● Texte fourni
§ §

La crise économique qui a débuté en 2008 a mis à l’épreuve la capacité barcelonaise à perpétuer, dans un nouveau contexte, la singularité d’un modèle de transformation urbaine. À Barcelone, la crise économique s’accompagne d’un événement politique majeur : la fin de l’hégémonie socialiste, dont on a vu à quel point elle comptait dans le modèle barcelonais. En effet, les élections municipales de 2011 ont mis fin à une hégémonie socialiste ininterrompue depuis 1979 et ont consacré la victoire du parti conservateur Convergència i Unió (CiU) et du nouveau maire Xavier Trias. Sa victoire n’ayant pas été suffisamment ample, c’est un gouvernement minoritaire, qui a besoin de s’entendre avec l’opposition pour une grande partie de sa politique. Le nouveau gouvernement doit faire face aux effets de la crise économique et financière qui a commencé en 2008 et qui a entraîné des destructions massives d’emplois et une augmentation continue du chômage dans les secteurs liés à la construction et à l’industrie. Pourtant, Barcelone supporte moins mal les effets de la crise que d’autres municipalités métropolitaines grâce à deux phénomènes. D’une part, les finances municipales sont plutôt en bonne santé, notamment grâce à un niveau élevé de fiscalité, en particulier au cours de la dernière décennie. D’autre part, le modèle de développement économique est plus que jamais basé sur un système de production diversifié et orienté vers les marchés étrangers.

§ §

● Consignes
- 1) Résumez le texte fourni en deux phrases.
- 2) D'après le texte fourni, quel parti a remporté les élections municipales de 2011 à Barcelone ?
- 3) Relevez toutes les années mentionnées dans le texte fourni, dans leur ordre de première apparition.

§ §

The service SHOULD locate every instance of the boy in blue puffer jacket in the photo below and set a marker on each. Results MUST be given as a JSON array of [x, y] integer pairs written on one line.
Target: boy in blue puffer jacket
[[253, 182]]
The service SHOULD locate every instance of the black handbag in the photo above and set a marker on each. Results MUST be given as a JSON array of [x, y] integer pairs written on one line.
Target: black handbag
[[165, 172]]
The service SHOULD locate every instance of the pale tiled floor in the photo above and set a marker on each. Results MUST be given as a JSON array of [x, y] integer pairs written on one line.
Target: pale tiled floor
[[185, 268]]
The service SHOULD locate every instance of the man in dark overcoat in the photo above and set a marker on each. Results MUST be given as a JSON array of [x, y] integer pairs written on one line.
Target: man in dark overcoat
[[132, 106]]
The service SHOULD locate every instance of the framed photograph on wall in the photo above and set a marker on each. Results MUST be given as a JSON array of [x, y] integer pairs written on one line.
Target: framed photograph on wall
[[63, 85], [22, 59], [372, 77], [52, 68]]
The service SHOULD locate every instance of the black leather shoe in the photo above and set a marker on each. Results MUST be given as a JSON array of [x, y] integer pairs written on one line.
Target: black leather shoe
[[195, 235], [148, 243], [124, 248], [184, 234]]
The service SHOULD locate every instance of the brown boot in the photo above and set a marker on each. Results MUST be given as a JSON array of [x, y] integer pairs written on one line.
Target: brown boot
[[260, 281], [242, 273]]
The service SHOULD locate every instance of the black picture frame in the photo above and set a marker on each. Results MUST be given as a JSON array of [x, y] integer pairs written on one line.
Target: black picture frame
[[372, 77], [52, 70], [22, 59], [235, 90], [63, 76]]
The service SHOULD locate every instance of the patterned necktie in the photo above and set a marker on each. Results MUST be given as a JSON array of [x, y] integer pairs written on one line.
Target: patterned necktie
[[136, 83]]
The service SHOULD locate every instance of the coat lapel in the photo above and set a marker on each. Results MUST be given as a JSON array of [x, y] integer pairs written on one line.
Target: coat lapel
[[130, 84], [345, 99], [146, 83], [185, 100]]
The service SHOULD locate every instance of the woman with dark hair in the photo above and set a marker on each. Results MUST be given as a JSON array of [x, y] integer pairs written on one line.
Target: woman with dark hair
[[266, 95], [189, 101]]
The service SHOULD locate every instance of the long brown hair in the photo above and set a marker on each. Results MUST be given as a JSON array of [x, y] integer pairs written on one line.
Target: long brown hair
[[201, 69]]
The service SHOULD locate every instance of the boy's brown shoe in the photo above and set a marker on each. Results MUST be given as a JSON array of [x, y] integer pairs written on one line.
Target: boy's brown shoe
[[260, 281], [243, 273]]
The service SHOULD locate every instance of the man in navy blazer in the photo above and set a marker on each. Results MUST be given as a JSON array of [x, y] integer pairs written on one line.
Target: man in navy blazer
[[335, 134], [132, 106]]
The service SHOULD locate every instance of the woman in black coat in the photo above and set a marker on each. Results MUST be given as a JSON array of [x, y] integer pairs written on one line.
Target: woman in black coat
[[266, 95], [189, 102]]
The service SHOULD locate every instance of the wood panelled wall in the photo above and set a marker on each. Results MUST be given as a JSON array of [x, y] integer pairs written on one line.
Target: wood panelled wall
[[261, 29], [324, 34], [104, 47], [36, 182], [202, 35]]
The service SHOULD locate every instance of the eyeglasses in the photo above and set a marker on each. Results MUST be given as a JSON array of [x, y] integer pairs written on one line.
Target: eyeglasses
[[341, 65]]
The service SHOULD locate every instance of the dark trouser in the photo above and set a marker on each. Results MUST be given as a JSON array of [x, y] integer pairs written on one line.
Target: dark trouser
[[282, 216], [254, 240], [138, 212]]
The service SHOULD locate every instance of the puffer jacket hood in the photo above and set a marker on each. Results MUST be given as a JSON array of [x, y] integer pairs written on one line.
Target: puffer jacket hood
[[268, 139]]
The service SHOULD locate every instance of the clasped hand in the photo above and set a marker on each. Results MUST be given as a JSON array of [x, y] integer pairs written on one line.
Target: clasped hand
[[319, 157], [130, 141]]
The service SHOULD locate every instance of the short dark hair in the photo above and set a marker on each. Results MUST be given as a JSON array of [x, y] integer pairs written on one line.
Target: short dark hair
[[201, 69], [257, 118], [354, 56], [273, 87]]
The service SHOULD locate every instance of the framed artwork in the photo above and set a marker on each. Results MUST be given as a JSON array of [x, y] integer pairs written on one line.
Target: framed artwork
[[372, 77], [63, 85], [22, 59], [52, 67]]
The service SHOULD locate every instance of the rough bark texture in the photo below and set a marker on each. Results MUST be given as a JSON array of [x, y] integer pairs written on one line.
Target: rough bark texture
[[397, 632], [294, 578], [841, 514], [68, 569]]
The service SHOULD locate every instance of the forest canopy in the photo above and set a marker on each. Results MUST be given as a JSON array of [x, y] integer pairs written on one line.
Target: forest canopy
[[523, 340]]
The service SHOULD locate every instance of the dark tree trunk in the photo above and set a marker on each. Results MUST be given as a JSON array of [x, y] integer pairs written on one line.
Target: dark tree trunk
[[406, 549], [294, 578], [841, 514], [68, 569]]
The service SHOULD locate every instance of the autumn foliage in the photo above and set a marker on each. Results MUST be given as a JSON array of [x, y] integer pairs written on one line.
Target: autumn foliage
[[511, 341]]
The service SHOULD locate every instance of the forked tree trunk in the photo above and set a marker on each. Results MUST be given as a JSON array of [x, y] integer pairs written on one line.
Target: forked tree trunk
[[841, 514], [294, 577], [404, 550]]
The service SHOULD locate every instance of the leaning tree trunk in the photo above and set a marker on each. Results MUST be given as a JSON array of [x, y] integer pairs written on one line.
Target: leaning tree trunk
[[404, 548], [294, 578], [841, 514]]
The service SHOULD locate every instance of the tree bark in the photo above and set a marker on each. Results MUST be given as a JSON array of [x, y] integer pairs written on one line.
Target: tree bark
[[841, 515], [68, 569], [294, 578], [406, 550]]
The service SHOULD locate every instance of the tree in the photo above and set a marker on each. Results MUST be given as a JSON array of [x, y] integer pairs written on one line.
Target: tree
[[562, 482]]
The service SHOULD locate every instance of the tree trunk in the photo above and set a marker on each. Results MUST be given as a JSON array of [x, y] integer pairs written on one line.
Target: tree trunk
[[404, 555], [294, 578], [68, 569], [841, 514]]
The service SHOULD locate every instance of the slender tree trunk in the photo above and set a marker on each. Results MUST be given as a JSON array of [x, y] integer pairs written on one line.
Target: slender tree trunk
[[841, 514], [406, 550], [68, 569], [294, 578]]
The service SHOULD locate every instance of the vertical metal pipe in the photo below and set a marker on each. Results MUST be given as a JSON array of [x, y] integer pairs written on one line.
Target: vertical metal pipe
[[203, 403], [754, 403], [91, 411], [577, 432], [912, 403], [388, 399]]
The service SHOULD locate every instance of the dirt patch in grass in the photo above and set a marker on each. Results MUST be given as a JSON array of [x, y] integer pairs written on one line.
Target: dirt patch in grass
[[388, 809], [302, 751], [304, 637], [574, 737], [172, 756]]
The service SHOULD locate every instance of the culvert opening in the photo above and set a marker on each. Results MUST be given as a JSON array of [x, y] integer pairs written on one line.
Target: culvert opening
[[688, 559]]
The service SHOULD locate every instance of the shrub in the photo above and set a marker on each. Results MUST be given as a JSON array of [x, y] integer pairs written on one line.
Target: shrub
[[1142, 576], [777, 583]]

§ §

● Réponses attendues
- 1) À Barcelone, la crise économique commencée en 2008 s'accompagne de la fin, aux élections municipales de 2011, d'une hégémonie socialiste ininterrompue depuis 1979, au profit d'un gouvernement minoritaire du parti conservateur CiU dirigé par le maire Xavier Trias. Ce gouvernement doit affronter des destructions massives d'emplois et une hausse continue du chômage dans la construction et l'industrie, mais la ville résiste mieux que d'autres municipalités métropolitaines grâce à des finances municipales plutôt en bonne santé et à un système de production diversifié et orienté vers les marchés étrangers.

- 2) Le parti conservateur Convergència i Unió (CiU).

- 3) 2008, 2011, 1979